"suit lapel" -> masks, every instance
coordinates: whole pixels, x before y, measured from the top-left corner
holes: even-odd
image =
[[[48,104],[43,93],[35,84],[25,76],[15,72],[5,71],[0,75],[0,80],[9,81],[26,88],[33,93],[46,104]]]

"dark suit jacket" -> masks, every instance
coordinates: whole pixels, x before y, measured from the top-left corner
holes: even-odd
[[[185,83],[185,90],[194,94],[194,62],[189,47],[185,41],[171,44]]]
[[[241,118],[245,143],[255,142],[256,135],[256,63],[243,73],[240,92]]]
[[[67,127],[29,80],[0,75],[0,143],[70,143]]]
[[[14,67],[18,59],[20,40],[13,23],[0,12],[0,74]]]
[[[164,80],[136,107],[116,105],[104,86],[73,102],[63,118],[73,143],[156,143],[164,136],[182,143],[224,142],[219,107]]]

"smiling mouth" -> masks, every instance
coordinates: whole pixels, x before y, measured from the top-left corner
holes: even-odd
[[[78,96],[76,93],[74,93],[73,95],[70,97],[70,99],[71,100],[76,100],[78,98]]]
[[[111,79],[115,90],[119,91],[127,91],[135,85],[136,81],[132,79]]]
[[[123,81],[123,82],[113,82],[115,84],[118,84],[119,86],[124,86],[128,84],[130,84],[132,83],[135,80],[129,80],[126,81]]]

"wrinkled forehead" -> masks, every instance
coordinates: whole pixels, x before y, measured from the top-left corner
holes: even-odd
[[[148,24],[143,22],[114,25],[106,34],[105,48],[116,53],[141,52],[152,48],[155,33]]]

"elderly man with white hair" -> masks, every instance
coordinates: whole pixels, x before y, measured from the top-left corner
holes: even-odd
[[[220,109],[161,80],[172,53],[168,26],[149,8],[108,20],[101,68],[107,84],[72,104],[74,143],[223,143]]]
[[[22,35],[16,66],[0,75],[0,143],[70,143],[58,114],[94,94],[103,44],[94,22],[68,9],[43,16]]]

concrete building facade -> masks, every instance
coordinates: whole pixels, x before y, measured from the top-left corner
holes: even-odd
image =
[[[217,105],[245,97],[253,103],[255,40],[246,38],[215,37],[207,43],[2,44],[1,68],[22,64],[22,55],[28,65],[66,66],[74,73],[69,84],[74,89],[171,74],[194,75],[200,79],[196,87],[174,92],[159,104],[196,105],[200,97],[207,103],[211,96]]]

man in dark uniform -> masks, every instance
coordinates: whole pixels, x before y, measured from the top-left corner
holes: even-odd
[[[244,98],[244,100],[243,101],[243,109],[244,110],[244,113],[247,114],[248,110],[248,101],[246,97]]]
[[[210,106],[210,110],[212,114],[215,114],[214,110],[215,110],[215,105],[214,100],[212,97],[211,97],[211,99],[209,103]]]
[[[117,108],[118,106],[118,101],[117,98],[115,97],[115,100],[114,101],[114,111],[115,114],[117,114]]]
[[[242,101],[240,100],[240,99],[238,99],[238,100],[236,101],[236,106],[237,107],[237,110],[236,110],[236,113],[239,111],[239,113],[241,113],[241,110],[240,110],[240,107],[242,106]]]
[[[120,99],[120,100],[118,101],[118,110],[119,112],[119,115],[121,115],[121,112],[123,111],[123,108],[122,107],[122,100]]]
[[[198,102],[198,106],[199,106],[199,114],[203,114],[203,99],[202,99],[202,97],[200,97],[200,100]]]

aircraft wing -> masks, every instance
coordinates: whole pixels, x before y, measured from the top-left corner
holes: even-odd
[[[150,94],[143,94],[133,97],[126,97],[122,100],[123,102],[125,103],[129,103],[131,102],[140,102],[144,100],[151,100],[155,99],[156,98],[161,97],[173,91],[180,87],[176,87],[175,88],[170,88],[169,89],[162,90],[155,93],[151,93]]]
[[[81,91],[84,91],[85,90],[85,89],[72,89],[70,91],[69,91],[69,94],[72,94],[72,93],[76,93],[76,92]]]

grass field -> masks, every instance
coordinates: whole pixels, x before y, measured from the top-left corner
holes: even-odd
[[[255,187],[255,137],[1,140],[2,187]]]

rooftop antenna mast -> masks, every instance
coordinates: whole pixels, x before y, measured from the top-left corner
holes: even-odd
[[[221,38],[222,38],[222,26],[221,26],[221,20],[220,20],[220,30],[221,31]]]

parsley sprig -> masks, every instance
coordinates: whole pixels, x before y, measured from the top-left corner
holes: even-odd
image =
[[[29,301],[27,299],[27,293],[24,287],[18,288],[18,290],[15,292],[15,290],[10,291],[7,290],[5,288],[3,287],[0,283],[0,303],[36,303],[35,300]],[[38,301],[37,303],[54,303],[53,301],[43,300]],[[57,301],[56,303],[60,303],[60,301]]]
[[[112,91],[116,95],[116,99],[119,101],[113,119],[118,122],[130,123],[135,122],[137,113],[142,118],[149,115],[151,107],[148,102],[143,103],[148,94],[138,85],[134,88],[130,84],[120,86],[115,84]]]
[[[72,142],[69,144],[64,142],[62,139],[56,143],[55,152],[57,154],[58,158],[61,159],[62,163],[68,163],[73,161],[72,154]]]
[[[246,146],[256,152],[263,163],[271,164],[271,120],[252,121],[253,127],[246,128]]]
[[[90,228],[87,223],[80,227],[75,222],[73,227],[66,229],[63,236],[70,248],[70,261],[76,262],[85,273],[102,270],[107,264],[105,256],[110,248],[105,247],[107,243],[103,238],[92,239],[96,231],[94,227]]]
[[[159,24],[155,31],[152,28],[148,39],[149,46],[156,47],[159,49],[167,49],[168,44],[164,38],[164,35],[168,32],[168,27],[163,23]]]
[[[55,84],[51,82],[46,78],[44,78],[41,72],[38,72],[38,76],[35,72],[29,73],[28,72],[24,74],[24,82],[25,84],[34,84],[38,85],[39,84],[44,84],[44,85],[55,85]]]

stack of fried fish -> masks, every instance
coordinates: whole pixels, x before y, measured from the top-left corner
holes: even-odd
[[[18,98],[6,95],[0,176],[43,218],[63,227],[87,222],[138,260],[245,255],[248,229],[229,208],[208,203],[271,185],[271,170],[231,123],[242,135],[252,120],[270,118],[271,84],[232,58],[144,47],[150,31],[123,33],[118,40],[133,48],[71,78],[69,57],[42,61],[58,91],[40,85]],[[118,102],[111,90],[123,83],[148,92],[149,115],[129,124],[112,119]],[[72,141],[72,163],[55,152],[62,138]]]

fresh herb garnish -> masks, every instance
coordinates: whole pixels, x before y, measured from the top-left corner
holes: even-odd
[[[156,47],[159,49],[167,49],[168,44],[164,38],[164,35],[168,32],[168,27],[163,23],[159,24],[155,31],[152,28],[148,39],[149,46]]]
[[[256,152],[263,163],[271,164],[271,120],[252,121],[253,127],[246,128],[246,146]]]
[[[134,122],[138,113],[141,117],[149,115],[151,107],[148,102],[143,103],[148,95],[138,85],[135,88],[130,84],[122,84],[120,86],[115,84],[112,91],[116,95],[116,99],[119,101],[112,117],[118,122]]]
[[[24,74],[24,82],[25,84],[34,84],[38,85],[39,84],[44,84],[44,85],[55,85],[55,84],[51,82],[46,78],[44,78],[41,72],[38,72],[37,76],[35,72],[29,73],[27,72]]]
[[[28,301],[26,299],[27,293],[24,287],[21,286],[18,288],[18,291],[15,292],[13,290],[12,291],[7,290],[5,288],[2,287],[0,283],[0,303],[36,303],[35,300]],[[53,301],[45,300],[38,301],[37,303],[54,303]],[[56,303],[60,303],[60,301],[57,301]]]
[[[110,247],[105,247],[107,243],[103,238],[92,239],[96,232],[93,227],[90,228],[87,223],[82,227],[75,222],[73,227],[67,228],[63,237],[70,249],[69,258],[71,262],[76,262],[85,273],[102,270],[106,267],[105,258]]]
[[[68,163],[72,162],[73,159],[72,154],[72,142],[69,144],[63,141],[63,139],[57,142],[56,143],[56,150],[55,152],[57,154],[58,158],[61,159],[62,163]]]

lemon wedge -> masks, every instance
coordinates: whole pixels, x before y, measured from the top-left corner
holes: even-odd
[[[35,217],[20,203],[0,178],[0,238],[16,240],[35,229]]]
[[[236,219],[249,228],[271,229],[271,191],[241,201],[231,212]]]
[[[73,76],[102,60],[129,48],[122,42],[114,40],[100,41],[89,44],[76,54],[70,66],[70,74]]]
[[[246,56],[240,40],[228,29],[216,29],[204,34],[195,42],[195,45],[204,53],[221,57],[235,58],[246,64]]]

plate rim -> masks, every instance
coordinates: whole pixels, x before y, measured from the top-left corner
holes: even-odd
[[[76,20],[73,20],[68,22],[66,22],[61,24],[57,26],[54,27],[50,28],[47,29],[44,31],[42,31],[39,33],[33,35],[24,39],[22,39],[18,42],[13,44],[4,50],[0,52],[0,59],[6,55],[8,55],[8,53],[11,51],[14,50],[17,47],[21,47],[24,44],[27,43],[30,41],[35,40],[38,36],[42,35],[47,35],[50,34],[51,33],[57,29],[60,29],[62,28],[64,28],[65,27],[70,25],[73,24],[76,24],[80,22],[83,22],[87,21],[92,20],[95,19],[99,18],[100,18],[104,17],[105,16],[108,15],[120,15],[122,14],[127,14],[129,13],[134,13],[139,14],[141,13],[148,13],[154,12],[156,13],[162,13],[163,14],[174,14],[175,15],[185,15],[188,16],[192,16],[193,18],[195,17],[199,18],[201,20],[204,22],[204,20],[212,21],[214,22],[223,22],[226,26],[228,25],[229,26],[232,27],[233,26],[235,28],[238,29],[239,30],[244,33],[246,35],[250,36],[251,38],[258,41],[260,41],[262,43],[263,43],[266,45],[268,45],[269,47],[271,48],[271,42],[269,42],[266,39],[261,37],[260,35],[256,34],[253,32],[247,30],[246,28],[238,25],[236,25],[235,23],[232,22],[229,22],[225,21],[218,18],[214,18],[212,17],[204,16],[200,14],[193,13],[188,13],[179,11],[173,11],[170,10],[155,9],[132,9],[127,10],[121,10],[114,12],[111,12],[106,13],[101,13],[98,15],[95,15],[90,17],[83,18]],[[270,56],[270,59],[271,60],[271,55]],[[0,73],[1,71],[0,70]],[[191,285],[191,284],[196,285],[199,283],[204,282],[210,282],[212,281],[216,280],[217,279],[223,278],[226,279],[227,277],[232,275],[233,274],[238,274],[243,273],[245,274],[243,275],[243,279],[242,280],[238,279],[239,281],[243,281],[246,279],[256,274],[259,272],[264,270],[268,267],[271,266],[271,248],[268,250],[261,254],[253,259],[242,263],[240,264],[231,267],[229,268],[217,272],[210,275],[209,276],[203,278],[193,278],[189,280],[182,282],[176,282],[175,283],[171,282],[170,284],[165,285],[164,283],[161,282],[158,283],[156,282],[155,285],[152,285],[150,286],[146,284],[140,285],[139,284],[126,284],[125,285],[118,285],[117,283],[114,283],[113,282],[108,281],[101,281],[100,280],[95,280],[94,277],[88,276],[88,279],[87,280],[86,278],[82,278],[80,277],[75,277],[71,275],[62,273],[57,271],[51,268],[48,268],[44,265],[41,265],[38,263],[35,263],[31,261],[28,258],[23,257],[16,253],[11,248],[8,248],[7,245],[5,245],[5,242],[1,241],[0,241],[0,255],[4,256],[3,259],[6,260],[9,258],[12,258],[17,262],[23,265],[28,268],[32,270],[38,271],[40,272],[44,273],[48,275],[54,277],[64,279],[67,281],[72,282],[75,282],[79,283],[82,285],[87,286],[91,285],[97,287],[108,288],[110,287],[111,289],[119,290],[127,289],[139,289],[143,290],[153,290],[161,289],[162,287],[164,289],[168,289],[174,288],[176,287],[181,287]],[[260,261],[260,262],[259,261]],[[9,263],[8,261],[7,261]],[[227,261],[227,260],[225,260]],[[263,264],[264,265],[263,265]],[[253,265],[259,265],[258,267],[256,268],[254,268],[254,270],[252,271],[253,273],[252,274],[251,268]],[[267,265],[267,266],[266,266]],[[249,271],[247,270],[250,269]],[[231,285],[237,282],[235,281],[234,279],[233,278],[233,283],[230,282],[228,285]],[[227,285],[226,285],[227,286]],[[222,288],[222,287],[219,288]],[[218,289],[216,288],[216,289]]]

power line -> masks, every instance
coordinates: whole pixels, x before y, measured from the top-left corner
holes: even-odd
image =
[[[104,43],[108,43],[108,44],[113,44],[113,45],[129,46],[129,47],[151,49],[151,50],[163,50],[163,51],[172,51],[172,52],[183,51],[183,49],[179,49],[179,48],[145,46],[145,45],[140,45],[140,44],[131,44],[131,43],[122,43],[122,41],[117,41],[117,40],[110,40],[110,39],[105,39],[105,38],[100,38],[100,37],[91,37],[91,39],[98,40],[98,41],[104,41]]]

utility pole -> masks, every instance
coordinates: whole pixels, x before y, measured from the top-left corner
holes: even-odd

______

EXERCISE REQUIREMENTS: Copy exactly the line containing "power line -> masks, every instance" and every line after it, ending with the last line of the records above.

FINAL RESULT:
power line -> masks, every instance
coordinates: whole pixels, x before y, measured from the top-left corner
holes: even-odd
image =
[[[104,43],[108,43],[108,44],[113,44],[113,45],[129,46],[129,47],[151,49],[151,50],[163,50],[163,51],[172,51],[172,52],[183,51],[183,49],[179,49],[179,48],[145,46],[145,45],[140,45],[140,44],[131,44],[131,43],[122,43],[122,41],[117,41],[117,40],[110,40],[110,39],[105,39],[105,38],[100,38],[100,37],[91,37],[91,39],[98,40],[98,41],[104,41]]]

utility pole -> masks, every instance
coordinates: whole pixels, x before y, measured from the top-left corner
holes: even-odd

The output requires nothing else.